Below are the entries; return exactly the line with "FIND: leafy green tree" and every later line, without anything else.

Referring expression data
========================================

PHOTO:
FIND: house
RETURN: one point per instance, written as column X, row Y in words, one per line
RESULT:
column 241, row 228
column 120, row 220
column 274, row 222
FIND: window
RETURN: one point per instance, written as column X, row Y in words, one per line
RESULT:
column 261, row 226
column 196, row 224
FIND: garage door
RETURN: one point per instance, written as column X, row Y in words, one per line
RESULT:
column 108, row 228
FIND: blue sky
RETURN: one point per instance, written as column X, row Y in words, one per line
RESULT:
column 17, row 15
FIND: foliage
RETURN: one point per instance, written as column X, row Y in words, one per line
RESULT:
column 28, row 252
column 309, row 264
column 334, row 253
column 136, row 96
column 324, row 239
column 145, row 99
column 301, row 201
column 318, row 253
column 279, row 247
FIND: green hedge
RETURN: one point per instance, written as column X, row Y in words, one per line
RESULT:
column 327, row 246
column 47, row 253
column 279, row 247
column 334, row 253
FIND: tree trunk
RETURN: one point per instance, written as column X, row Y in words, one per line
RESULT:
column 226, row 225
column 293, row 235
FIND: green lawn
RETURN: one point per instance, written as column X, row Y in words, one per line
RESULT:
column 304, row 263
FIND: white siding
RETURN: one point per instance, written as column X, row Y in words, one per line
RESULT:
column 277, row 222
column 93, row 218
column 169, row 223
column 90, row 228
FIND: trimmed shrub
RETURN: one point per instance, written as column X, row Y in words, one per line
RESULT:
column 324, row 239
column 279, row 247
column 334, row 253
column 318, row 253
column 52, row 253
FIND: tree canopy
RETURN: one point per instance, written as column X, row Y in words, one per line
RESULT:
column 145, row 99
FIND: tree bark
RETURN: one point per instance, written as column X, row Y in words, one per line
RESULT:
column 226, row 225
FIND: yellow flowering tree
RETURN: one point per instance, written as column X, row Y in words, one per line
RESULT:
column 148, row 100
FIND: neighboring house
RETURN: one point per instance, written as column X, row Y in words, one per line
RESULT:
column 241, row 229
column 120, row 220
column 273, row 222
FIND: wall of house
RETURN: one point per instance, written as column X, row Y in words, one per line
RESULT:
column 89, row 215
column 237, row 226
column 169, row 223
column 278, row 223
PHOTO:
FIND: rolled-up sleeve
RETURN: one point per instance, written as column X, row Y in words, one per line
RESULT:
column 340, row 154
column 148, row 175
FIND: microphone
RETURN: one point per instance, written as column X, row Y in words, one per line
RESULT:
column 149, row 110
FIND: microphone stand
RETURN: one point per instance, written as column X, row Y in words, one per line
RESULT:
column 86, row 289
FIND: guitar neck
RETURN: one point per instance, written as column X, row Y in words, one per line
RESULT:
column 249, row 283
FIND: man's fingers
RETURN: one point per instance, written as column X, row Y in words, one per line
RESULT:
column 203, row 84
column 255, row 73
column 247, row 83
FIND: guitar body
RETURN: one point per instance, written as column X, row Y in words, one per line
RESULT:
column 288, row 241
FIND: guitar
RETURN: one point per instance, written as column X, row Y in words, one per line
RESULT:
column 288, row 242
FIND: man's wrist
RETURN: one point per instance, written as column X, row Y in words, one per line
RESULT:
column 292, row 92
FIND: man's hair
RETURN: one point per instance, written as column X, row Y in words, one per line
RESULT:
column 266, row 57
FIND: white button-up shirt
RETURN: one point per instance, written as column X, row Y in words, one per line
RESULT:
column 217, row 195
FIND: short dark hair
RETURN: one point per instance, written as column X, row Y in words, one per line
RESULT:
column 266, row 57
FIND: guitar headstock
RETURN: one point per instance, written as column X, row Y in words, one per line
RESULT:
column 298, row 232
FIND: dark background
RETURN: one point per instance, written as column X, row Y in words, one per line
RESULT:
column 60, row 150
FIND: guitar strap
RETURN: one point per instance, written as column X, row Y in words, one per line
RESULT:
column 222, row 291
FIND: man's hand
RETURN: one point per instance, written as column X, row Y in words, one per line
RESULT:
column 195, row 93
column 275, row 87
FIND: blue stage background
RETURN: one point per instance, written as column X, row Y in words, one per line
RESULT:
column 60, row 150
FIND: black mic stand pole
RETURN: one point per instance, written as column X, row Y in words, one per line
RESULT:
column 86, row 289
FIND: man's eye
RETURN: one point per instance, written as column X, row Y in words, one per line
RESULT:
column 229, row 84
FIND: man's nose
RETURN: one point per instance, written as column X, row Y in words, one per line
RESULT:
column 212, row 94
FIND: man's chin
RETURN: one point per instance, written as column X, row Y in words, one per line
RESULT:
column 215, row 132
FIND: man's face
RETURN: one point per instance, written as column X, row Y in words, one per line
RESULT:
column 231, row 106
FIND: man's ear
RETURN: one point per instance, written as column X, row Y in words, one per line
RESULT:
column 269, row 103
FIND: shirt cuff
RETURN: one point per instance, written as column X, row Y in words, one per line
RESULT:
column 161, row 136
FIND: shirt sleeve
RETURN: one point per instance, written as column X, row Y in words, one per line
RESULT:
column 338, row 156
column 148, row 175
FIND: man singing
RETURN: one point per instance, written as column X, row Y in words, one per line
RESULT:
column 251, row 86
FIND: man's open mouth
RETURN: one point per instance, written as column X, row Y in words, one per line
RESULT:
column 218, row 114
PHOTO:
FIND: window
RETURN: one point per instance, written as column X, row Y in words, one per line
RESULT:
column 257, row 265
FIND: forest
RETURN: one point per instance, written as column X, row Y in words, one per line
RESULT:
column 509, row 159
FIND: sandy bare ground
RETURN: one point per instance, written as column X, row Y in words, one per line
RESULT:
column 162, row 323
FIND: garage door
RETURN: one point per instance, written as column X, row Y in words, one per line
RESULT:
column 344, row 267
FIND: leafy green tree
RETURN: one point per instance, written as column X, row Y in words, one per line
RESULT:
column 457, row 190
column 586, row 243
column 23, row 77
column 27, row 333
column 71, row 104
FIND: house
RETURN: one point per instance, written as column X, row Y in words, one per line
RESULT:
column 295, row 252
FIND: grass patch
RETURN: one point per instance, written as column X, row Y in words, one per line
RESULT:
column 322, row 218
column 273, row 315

========================================

• _Exercise output_
FIND: leafy green tree
RETURN: one point per instance, written as column X, row Y in words, one per line
RESULT:
column 457, row 190
column 586, row 243
column 23, row 77
column 27, row 333
column 71, row 104
FIND: house
RETURN: one point per instance, written as column X, row Y in words, one per line
RESULT:
column 295, row 252
FIND: grass patch
RETURN: one point per instance, written as column X, row Y in words, one per line
RESULT:
column 322, row 218
column 273, row 315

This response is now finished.